__Texto para ler__.
────────

Assim sendo, a verificar-se a preterição de uma formalidade, nos termos do art.º 201.º, n.º 1 do CPC, a mesma apenas poderia ser invocada pelo autor (pois apena este pode ser considerado interessado na observância da mesma), o que não aconteceu no caso concreto, pelo que, atento o disposto no art.º 203.º, nº 1 do CPC não procede tal nulidade.
3. Desta decisão do TCA Interpôs A., ao abrigo do disposto no artigo 150.º do CPTA, recurso de revista para o Supremo Tribunal Administrativo, o qual não foi admitido por decisão proferida a 20 de outubro de 2011. O recorrente arguiu ainda a nulidade desta decisão, pedido esse que foi desatendido a 22 de novembro; e, depois disso, interpôs o presente recurso para o Tribunal Constitucional.
4. No requerimento de interposição de recurso para o Tribunal Constitucional, disse o recorrente que o recurso vinha interposto do Acórdão do Tribunal Central Administrativo Sul, de 9 de abril de 2011; que era colocado ao abrigo da alínea b) do nº 1 do artigo 70.º da Lei do Tribunal Constitucional (Lei nº 28/82, de 15 de novembro: LTC); e que nele se pedia que o Tribunal apreciasse três questões de constitucionalidade: (i) a relativa à norma constante do artigo 99.º, nº 2, do CPTA, interpretada e aplicada no sentido de não serem admissíveis alegações apesar de ter sido produzida prova com a contestação; (ii) a relativa à norma decorrente das disposições conjugadas dos artigos 150.º, nº 1, 198.º, nº 1, ambos do Código de Processo Civil, e 279.º, alínea b), do Código Civil, interpretada e aplicada no sentido de não ser possível configurar um caso de nulidade de citação a partir da circunstância de se aferir o último dia do prazo de contestação, não com base na efetivação do respetivo registo postal, mas com base na aposição do carimbo do tribunal na peça processual; (iii) a relativa à norma decorrente do artigo 198.º, nº 4, do Código de Processo Civil, interpretada e aplicada no sentido de que o encurtamento em um dia de um prazo de contestação de cinco dias não pode prejudicar a defesa do citado.

────────

__Instruções do exercício__.
**a.** No texto sobre o recurso para o Tribunal Constitucional, em que data foi proferida a decisão que não admitiu o recurso de revista para o Supremo Tribunal Administrativo?
**b.** Prolongue o texto sobre o recurso para o Tribunal Constitucional, começando logo a seguir à última frase apresentada.

────────

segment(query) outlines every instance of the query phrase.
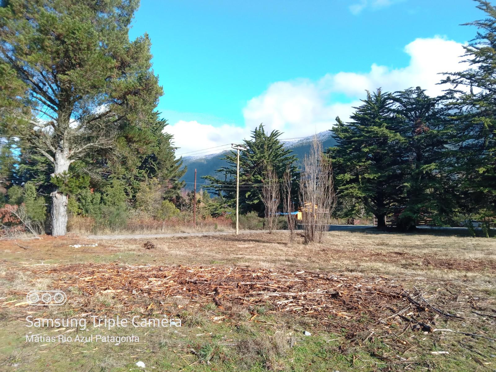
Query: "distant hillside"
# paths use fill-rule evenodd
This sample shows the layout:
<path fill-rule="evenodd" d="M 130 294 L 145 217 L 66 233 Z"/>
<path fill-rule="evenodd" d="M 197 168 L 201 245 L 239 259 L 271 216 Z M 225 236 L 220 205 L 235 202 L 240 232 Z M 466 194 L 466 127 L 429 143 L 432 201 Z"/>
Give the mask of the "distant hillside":
<path fill-rule="evenodd" d="M 328 130 L 320 132 L 317 136 L 322 141 L 324 148 L 330 147 L 336 144 L 335 141 L 331 136 L 331 132 Z M 298 158 L 299 163 L 303 158 L 305 154 L 310 149 L 310 144 L 311 136 L 300 139 L 297 141 L 288 141 L 285 142 L 286 147 L 293 150 L 293 153 Z M 198 157 L 195 156 L 187 156 L 183 158 L 184 165 L 187 167 L 187 171 L 184 176 L 181 179 L 186 183 L 194 182 L 194 169 L 196 168 L 197 189 L 201 186 L 199 184 L 205 183 L 205 180 L 202 177 L 205 176 L 215 176 L 215 171 L 220 167 L 225 165 L 226 162 L 221 158 L 224 156 L 225 152 L 218 154 L 213 154 L 206 155 L 204 157 Z M 186 188 L 191 189 L 193 188 L 192 183 L 187 183 Z"/>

────────

__Conjunto de respostas__.
**a.** A 20 de outubro de 2011.

**b.**
Em relação a cada uma destas três “normas”, alegava-se inconstitucionalidade por violação do disposto no artigo 20.º, nº 4, da Constituição.
5. Por despacho da relatora no Tribunal Constitucional, o recurso foi admitido apenas quanto à questão enunciada em (i), tendo sido considerado que, em relação às demais, se não verificavam os respetivos pressupostos de admissibilidade.
Na sequência deste despacho – e, portanto, apenas quanto à primeira questão de constitucionalidade – apresentaram no Tribunal alegações o recorrente, e, enquanto recorrido, o Ministério Público.
6. Veio o primeiro, antes do mais, identificar o objeto do recurso, tornando claro que [só] discutia perante o Tribunal Constitucional a interpretação dada pela decisão recorrida à norma constante do nº 2 do artigo 99.º do CPTA, nos termos da qual não seriam admissíveis alegações, apesar de ter sido produzida prova com a contestação.
De seguida, apresentou as razões pelas quais impugnava tal interpretação, que, no seu entender, teria sido obtida por meios hermenêuticos que, para além de não serem permitidos pelo disposto no nº 3 do artigo 9.º do Código Civil, se afastariam dos métodos impostos pelo princípio da interpretação conforme à Constituição. E, fixando-se neste segundo aspeto do problema - o único relevante para a discussão da questão de constitucionalidade – concluiu do seguinte modo:
1.ª A interpretação da noma constante do artigo 99.º, n.º 2 do Código de Processo nos Tribunais Administrativos, no sentido de não serem admissíveis alegações, apesar de ter sido produzida prova com a contestação, ou de as alegações apenas serem admissíveis, naquele caso, no interesse do autor, colide frontalmente com a formulação da referida norma, onde pode ler-se que «só são admissíveis alegações no caso de ser requerida ou produzida prova com a contestação» e viola o direito à tutela jurisdicional efetiva, consagrado no artigo 20.° da Constituição.
2.ª Em primeiro lugar, o artigo 99.º n.º 2, não consagra um simples direito de resposta à contestação, que poderia fundar a interpretação normativa em crise, no sentido de a respetiva previsão servir apenas o interesse do autor, quando o réu apresente prova na contestação, mas antes de uma verdadeira fase de alegações que incide, entre outros, sobre a prova produzida, e que não teve discussão em juízo, fase essa que, por definição, aproveita a ambas as partes no processo, sobretudo se se tiver em conta o reduzido prazo para contestação.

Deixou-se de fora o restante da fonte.